- [Set problem]: Reproduce word for word the part of the excerpt about Searchlight running from "There is a profound" down to "community and nationhood.".
## Begin Excerpt
Some 30 years ago it seems that Searchlight was already keen to carry on the 62 Group’s tradition of inciting extreme political violence. In a court case involving Maurice Ludmer (the then Searchlight Managing Editor) the magistrate Mr. John Milward observed: “ What purpose can there be in [Searchlight] advertising opponent’s meetings except for the purpose of identifying them and creating disorder and public violence?28 And, of course, we note how Searchlight continues to express a wish for ethnic minority communities to “vent their anger” against lawful indigenous (British) nationalist political parties29. Once again, what should we conclude?
Given the hugely disproportionate numbers of violent racist attacks (including that of racist murder) now being directed against the white, indigenous community, we might feel entitled to ask the reason for this extraordinary situation.
In November 2004, in testimony before a Parliamentary committee30, Gable (appearing as Director of Searchlight) blurted out that he would: “far rather see the young Asian Muslim kids in Burnley, Bradford and Oldham venting their anger against the BNP than going along and beating up congregants coming out of the synagogue on Friday night or Saturday morning”.
Sorry Mr. Gable, but most people would rather not see any sections of the community “venting their anger” against any other sections of society. This outburst seemed to provoke a strange hate-speech duet between Gable and David Winnick MP, with Winnick referring to “ [the] BNP or any other of these Hitler lovers” in an uncontrolled copycat outburst of hate-flecked vitriol. The fact that many veteran members of the BNP fought against Nazi Germany sixty years ago seems to have been entirely lost on these two particular gentlemen.
The irony of this obnoxious political agenda, relentlessly pursued by the hate-mongering Searchlight, to ‘Nazify’ every aspect of British (especially English) expressions of ethnic identity and pride in nationhood will not be lost on those familiar with Searchlights ideological roots – of extremist (violent) ethno-nationalism; of totalitarian Marxism; an historical tradition of endorsing particular ‘activist’ groups and causes (often openly racist, invariably anti-British – see above). In one of their websites, in March 2008, Searchlight referred to members of the indigenous British community as “ rats out of sewers” (see below).
There is a profound irony here. The sickening use of the epithet ‘Nazi’ (or ‘Fascist’) against any that dare to contradict the de-nationalisation agenda of the far left (the Marxist internationalists) is, in the use of crude caricature to incite bigotry and hatred, reminiscent of Nazi propaganda directed against the Jews in 1930s Germany – the hate-inciting false stereotypes of those Britons who choose to assert their right to a sense of identity, community and nationhood.
In 2002 there was an inquiry by the Charity Commission (under section 8 of the Charities Act 1993) into the activities of Searchlight Educational Trust (SET). The Charity Commission ruled that SET had contravened the Commission’s guidelines on charities’ permitted political activities by disseminating material that encouraged members of the public to not only vote against a political party (and, significantly, the only major political party championing the rights and ‘native entitlements’ of the indigenous British people) but also encouraging others “to carry out direct action by, for example, disrupting political meetings.”
## End Excerpt
## Begin Supplied entries
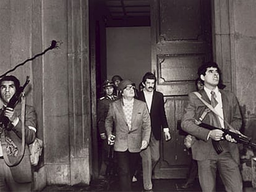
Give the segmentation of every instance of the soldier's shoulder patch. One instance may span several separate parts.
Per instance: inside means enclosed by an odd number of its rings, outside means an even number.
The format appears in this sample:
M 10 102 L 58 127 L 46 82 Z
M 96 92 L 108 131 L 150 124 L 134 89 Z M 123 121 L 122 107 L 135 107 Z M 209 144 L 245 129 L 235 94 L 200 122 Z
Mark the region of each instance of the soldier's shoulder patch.
M 100 100 L 103 100 L 105 98 L 105 97 L 102 97 L 100 98 Z

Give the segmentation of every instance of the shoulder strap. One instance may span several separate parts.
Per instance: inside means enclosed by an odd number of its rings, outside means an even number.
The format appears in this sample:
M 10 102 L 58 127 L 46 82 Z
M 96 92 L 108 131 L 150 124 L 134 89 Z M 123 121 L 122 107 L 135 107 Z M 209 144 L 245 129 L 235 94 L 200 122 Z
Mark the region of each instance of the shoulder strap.
M 216 115 L 217 115 L 218 117 L 219 117 L 221 120 L 223 120 L 224 121 L 224 122 L 226 123 L 226 125 L 228 125 L 228 127 L 229 128 L 229 129 L 231 129 L 233 131 L 234 131 L 235 129 L 231 125 L 229 125 L 229 123 L 228 123 L 228 122 L 224 120 L 218 113 L 218 112 L 216 111 L 216 110 L 213 107 L 213 106 L 211 106 L 210 104 L 208 104 L 205 100 L 204 100 L 202 98 L 202 95 L 197 91 L 195 91 L 193 92 L 194 94 L 195 94 L 197 98 L 208 107 L 209 108 L 214 114 L 215 114 Z
M 22 122 L 22 147 L 20 154 L 17 157 L 16 161 L 14 163 L 11 163 L 9 160 L 8 156 L 6 152 L 6 141 L 5 130 L 3 130 L 1 135 L 1 143 L 2 148 L 2 155 L 4 156 L 4 161 L 9 167 L 13 167 L 18 165 L 22 161 L 25 152 L 25 108 L 26 104 L 26 98 L 24 93 L 22 93 L 21 97 L 22 111 L 21 111 L 21 122 Z

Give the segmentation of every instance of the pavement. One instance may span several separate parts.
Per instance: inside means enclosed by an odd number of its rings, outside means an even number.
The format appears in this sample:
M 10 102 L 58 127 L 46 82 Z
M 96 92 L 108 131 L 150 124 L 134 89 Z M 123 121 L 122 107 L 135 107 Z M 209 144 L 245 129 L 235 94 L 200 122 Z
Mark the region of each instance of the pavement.
M 202 191 L 198 181 L 197 180 L 192 187 L 187 190 L 181 188 L 182 184 L 186 182 L 184 179 L 155 179 L 153 180 L 153 191 Z M 132 183 L 133 191 L 143 191 L 142 180 L 138 178 L 137 182 Z M 92 180 L 90 185 L 51 185 L 47 186 L 41 191 L 119 191 L 117 178 L 96 179 Z M 225 191 L 224 186 L 217 185 L 217 192 Z M 256 191 L 256 188 L 252 186 L 251 182 L 244 183 L 244 191 Z

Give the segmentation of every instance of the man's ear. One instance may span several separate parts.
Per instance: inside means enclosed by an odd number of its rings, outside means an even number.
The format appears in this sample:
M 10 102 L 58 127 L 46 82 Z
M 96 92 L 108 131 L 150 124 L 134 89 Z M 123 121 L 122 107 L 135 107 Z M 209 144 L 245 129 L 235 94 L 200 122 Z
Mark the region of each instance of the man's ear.
M 202 80 L 205 81 L 205 76 L 203 76 L 203 74 L 201 74 L 201 75 L 200 75 L 200 78 Z

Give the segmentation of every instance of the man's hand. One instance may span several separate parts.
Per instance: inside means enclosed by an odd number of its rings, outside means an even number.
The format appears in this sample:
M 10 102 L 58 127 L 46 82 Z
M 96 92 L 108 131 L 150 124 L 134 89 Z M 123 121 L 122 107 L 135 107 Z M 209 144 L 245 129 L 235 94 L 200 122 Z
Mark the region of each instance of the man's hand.
M 108 136 L 108 144 L 109 145 L 113 145 L 114 144 L 114 139 L 116 138 L 116 136 L 110 134 Z
M 4 116 L 9 119 L 10 122 L 14 122 L 17 118 L 16 112 L 14 109 L 11 107 L 6 107 L 4 110 Z
M 170 132 L 164 132 L 164 138 L 165 138 L 165 140 L 169 141 L 171 140 L 171 133 Z
M 210 138 L 215 141 L 220 141 L 224 139 L 223 131 L 221 130 L 215 129 L 210 131 Z
M 228 141 L 231 143 L 237 143 L 236 140 L 235 139 L 233 139 L 232 136 L 228 134 L 225 135 L 225 138 Z
M 105 133 L 100 133 L 100 138 L 101 138 L 101 140 L 106 140 L 106 136 Z
M 143 150 L 147 148 L 148 146 L 148 142 L 145 140 L 142 140 L 142 147 L 140 148 L 140 150 Z

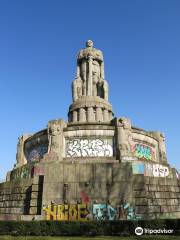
## End Supplied entries
- [Exercise result]:
There is a profound irony here. The sickening use of the epithet ‘Nazi’ (or ‘Fascist’) against any that dare to contradict the de-nationalisation agenda of the far left (the Marxist internationalists) is, in the use of crude caricature to incite bigotry and hatred, reminiscent of Nazi propaganda directed against the Jews in 1930s Germany – the hate-inciting false stereotypes of those Britons who choose to assert their right to a sense of identity, community and nationhood.